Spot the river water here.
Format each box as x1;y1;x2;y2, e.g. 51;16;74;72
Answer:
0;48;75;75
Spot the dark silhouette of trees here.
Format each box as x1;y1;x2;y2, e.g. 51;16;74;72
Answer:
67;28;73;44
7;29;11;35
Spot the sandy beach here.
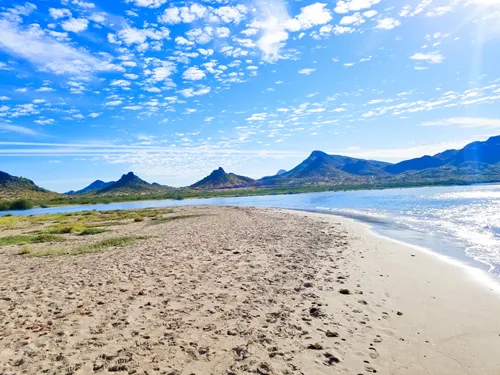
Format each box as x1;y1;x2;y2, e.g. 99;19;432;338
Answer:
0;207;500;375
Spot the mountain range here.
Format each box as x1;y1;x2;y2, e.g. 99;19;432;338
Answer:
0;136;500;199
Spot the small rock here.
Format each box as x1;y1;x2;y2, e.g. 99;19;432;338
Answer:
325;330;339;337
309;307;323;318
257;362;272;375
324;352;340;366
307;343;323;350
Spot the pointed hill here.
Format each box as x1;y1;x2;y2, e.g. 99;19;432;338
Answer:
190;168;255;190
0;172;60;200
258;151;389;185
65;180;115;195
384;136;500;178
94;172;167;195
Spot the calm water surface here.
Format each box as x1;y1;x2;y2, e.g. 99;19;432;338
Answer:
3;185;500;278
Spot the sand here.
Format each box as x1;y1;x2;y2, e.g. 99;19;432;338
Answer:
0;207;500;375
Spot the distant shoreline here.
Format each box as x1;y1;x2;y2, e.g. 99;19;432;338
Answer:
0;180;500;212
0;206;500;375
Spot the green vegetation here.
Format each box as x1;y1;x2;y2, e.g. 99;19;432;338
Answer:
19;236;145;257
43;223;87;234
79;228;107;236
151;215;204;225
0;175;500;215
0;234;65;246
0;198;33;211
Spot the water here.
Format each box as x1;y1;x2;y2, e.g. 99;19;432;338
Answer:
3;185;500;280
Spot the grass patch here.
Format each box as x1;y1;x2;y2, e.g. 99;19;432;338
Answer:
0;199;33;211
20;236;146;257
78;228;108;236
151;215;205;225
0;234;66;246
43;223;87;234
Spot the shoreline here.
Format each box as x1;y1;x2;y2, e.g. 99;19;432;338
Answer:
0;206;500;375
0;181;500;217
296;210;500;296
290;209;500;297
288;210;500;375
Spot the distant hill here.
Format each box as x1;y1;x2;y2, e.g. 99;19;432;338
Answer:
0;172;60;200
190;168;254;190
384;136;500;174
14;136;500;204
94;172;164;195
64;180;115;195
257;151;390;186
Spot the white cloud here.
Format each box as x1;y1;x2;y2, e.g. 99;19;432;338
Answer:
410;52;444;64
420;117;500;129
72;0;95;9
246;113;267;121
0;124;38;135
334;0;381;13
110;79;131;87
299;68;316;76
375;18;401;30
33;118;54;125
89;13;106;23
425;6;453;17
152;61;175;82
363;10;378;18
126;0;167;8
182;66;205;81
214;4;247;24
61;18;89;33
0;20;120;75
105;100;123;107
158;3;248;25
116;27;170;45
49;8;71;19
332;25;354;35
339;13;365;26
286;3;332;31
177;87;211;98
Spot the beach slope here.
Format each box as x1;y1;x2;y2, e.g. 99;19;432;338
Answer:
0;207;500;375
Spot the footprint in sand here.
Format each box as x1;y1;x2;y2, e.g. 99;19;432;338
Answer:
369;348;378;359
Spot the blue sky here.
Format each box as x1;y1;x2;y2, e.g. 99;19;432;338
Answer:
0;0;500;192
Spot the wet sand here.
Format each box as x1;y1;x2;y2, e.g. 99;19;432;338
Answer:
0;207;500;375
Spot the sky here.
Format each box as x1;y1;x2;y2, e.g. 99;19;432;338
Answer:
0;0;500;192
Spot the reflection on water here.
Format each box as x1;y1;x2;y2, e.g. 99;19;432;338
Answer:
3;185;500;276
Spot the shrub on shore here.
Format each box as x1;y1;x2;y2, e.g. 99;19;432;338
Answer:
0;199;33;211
********
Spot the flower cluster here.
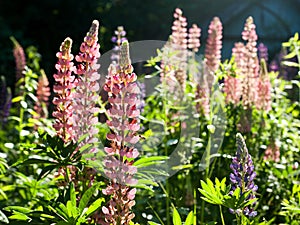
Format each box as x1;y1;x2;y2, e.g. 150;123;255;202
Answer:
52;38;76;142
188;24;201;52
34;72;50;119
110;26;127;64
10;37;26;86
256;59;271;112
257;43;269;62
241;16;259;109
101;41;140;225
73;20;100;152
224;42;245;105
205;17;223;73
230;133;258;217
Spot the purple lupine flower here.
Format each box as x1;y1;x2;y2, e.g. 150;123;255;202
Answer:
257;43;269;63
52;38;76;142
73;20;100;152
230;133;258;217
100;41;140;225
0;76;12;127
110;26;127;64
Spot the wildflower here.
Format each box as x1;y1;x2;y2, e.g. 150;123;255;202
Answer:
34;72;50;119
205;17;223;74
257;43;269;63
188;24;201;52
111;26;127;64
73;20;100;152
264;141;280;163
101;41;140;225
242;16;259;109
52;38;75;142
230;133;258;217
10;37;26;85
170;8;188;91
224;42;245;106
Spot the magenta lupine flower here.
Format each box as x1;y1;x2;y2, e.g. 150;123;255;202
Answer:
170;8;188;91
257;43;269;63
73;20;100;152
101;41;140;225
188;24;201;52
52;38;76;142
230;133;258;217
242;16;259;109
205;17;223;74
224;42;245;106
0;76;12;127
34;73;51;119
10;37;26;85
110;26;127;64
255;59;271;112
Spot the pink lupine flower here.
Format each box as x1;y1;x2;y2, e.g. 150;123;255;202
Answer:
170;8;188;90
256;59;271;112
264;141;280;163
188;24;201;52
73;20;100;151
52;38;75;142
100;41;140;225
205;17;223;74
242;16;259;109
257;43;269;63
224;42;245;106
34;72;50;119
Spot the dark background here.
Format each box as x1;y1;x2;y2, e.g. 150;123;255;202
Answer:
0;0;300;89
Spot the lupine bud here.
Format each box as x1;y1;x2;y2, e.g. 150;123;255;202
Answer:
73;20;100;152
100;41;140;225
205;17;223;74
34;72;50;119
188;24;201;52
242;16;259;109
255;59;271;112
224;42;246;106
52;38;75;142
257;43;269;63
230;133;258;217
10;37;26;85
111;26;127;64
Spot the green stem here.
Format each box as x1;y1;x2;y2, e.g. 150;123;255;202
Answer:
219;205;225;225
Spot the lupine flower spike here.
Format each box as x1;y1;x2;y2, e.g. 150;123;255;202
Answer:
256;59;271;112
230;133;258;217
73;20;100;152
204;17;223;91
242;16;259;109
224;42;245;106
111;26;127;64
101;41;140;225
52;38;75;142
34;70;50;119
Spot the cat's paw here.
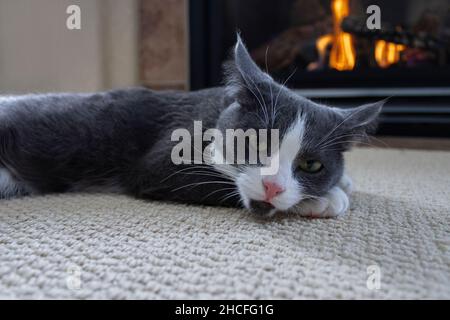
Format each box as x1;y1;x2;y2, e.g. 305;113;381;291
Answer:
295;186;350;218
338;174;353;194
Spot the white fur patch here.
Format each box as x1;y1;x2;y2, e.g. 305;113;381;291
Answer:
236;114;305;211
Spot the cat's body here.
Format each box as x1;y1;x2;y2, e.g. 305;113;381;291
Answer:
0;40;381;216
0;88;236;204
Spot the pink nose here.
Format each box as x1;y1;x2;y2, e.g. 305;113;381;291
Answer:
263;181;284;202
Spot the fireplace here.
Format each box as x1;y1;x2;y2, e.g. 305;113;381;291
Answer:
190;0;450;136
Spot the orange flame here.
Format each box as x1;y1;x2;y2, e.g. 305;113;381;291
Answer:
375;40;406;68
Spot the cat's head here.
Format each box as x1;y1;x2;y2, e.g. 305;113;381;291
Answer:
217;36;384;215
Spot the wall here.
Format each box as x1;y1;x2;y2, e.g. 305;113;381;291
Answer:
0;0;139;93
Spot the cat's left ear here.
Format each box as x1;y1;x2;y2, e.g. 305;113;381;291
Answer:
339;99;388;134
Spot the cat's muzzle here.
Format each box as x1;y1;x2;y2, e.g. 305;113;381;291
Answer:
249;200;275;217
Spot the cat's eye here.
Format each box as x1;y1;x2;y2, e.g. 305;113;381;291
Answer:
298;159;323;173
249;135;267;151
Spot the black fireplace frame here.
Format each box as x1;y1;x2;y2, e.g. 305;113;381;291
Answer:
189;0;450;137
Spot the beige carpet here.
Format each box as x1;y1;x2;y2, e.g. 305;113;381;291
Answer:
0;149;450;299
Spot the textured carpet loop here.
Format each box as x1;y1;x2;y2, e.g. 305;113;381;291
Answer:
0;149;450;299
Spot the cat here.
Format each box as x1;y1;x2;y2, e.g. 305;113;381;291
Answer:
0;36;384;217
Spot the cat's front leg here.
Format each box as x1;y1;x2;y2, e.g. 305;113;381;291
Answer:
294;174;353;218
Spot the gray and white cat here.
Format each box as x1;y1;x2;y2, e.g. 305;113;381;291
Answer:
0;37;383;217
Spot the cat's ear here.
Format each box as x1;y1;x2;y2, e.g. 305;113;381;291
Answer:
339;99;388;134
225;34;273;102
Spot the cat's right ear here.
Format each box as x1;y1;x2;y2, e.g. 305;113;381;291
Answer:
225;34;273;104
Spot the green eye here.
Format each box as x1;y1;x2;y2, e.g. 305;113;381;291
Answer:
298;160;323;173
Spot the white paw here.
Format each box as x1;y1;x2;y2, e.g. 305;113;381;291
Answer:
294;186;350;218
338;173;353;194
********
**WHAT THE TASK REQUIRES**
Write out the data above unchanged, everything from the line containing "Spot the river water here." down to the line containing "3;185;500;280", both lines included. Leave the pictures out.

**SOLUTION TO THE EXERCISE**
Spot the river water here.
Format each box as x1;y1;x2;y2, e.g. 51;16;74;72
Answer:
0;48;75;75
Spot the dark silhouette of trees here.
Format each box as x1;y1;x2;y2, e.g. 51;16;74;72
Answer:
67;28;73;44
7;29;11;35
Spot the sandy beach here.
Format each box as x1;y1;x2;y2, e.g. 99;19;432;338
Answer:
0;207;500;375
Spot the mountain range here.
Format each box as x1;y1;x2;y2, e.g. 99;19;432;338
Answer:
0;136;500;199
Spot the small rock here.
Format each box as x1;y1;x2;y2, e.g. 99;19;432;338
Answer:
325;330;339;337
309;307;323;318
257;362;272;375
324;352;340;366
307;343;323;350
Spot the pointed hill here.
Format each box as x1;y1;x2;y2, e.g. 99;19;432;338
Answer:
190;168;255;190
0;172;60;200
258;151;389;185
65;180;115;195
384;136;500;178
94;172;167;195
Spot the calm water surface here.
Format each box as x1;y1;x2;y2, e.g. 99;19;432;338
Answer:
3;185;500;278
Spot the sand here.
Format each box as x1;y1;x2;y2, e.g. 99;19;432;338
Answer:
0;207;500;375
Spot the distant shoreline here.
Format each box as x1;y1;x2;y2, e.g. 99;19;432;338
Answer:
0;180;500;212
0;206;500;375
Spot the green vegetation here.
Format each box as x1;y1;x2;y2, e.g. 99;19;432;338
Answer:
19;236;145;257
43;223;87;234
79;228;107;236
151;215;204;225
0;175;500;215
0;234;65;246
0;198;33;211
Spot the water here.
Format each box as x1;y1;x2;y2, e.g. 99;19;432;338
Answer:
3;185;500;280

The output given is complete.